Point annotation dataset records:
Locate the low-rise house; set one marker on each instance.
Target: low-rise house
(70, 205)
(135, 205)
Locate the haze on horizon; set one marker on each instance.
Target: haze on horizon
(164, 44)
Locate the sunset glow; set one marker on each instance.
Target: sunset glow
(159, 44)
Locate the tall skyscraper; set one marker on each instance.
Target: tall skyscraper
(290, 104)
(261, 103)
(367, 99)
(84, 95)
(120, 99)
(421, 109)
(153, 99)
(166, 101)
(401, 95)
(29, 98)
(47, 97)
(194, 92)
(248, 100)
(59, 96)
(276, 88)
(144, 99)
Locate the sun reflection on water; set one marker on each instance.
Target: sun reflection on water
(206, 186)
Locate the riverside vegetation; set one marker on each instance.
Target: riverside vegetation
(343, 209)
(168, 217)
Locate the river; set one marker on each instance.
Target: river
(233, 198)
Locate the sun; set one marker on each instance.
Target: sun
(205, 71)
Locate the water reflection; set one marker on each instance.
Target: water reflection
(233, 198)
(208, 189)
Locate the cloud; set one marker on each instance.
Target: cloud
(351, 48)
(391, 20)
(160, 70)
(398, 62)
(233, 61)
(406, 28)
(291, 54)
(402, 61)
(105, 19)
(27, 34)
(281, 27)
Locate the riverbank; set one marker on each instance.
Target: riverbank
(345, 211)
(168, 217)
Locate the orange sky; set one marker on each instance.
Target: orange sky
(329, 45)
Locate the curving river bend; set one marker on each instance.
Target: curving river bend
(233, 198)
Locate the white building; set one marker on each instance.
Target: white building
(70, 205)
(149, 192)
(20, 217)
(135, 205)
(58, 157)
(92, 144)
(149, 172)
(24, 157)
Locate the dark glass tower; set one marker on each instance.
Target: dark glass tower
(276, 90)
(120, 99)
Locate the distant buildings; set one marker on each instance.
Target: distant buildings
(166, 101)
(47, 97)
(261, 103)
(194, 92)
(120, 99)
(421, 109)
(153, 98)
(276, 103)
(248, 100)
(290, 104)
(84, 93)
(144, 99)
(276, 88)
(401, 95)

:: REQUIRED WORK ::
Every entry should be printed again exactly as written.

:: ANSWER BELOW ::
Locate the low-rise house; set one marker on each instance.
Target: low-rise house
(70, 205)
(135, 205)
Locate the haze on horizon; set one marker on each instance.
Target: haze on horizon
(164, 44)
Locate the sunset glow; set one marker on each instance.
Target: sunset glow
(159, 44)
Locate the tall skyscraper; set one marker on each instance.
Target: tall skyscraper
(290, 104)
(261, 103)
(367, 99)
(84, 95)
(120, 99)
(421, 109)
(153, 99)
(166, 101)
(401, 95)
(29, 98)
(47, 97)
(194, 92)
(248, 100)
(59, 96)
(276, 88)
(144, 99)
Locate the sun reflection on water; set one marker on each instance.
Target: sun reflection on water
(206, 186)
Locate the riverside vegetation; set one marker on each instance.
Target: riverside vegetation
(343, 209)
(168, 217)
Locate the river; set one marker on each instance.
Target: river
(233, 198)
Locate the sun; set one marker on each instance.
Target: sun
(205, 71)
Locate the water reflection; set one marker on each instance.
Target: water reflection
(233, 198)
(208, 189)
Locate the cloud; set one marker on each instance.
Target: cloud
(351, 48)
(391, 20)
(160, 70)
(398, 62)
(233, 61)
(406, 28)
(291, 54)
(402, 61)
(105, 19)
(27, 34)
(281, 27)
Locate the riverbank; set one marker on each instance.
Target: riverbank
(345, 211)
(168, 217)
Locate the orange sky; set one marker on each instance.
Target: orange sky
(329, 45)
Locate the curving river bend; set one marker on each instance.
Target: curving river bend
(233, 198)
Locate the white building; set one marker on each instance.
Target: white building
(70, 205)
(149, 192)
(20, 217)
(135, 205)
(58, 157)
(92, 144)
(149, 172)
(24, 157)
Locate the dark glass tower; set one marker on each instance.
Target: dark glass tower
(276, 90)
(120, 99)
Locate the distant buildings; set one marker on each instance.
Target: distant buildings
(166, 101)
(47, 97)
(261, 103)
(194, 92)
(120, 99)
(421, 109)
(153, 98)
(276, 103)
(248, 100)
(290, 104)
(84, 93)
(144, 99)
(276, 88)
(401, 95)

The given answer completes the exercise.